>> Begin Extracted material

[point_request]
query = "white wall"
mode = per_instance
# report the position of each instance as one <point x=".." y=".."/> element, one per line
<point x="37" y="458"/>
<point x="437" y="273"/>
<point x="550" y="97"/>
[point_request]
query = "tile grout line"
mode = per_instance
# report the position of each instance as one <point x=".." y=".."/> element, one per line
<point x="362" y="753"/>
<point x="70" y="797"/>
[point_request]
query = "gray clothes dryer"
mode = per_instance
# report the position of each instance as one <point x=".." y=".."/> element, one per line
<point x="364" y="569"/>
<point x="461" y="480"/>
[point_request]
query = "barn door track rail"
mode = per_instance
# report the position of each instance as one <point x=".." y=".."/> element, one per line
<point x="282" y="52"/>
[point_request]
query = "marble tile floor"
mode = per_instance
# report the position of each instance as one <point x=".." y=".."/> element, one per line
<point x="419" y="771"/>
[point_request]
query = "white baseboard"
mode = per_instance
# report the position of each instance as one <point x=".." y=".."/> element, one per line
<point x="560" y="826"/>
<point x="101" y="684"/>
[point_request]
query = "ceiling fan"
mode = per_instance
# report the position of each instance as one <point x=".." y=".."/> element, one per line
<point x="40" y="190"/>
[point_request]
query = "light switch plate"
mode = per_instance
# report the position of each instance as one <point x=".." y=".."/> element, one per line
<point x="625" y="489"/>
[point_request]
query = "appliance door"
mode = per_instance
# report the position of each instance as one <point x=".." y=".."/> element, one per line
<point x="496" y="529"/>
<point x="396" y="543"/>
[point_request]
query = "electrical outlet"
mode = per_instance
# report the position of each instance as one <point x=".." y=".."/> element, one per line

>> End Extracted material

▶ [Task to carry out] Lay out every line of the entries above as a numbered list, leaving out blank lines.

▶ [Reply to the exercise]
1. [point_request]
2. query = "white wall"
3. mode = per_instance
4. # report the position of each instance as one <point x=".." y=".."/> element, one per line
5. <point x="37" y="458"/>
6. <point x="437" y="273"/>
7. <point x="550" y="97"/>
8. [point_request]
9. query = "tile grout line"
10. mode = per_instance
11. # report the position of each instance as one <point x=".." y=".."/> element, one per line
12. <point x="362" y="753"/>
13. <point x="70" y="797"/>
14. [point_request]
15. query = "gray clothes dryer"
16. mode = per_instance
17. # report the position of each instance as one <point x=".." y=".."/> element, one per line
18. <point x="364" y="569"/>
19. <point x="461" y="480"/>
20. [point_request]
21. query = "barn door track rail"
22. mode = per_instance
23. # report the position of each instance as one <point x=".." y=".."/> element, one per line
24. <point x="282" y="52"/>
25. [point_request]
26. query = "marble tile floor"
27. mode = per_instance
28. # report the position of each instance as one <point x=".." y=".."/> element, one per line
29. <point x="419" y="771"/>
30. [point_request]
31. query = "white baseboard"
32. mode = per_instance
33. # report the position of each instance as one <point x=".." y=".."/> element, one per line
34. <point x="560" y="826"/>
35. <point x="101" y="684"/>
36. [point_request]
37. query = "ceiling fan"
38. mode = per_instance
39. # report the position of each instance as one <point x=".." y=".."/> element, one per line
40. <point x="40" y="190"/>
41. [point_request]
42. query = "light switch plate"
43. mode = per_instance
44. # report the position of each instance as one <point x=".." y=".."/> element, one per line
45. <point x="625" y="489"/>
46. [point_request]
47. query = "appliance door"
48. mode = per_instance
49. # report the position of each instance as one <point x=".." y=".."/> element, one per line
50. <point x="496" y="529"/>
51. <point x="396" y="543"/>
52. [point_request]
53. query = "electrical outlet"
54. mode = per_instance
55. # report the position of each instance as one <point x=".." y=".."/> element, one per line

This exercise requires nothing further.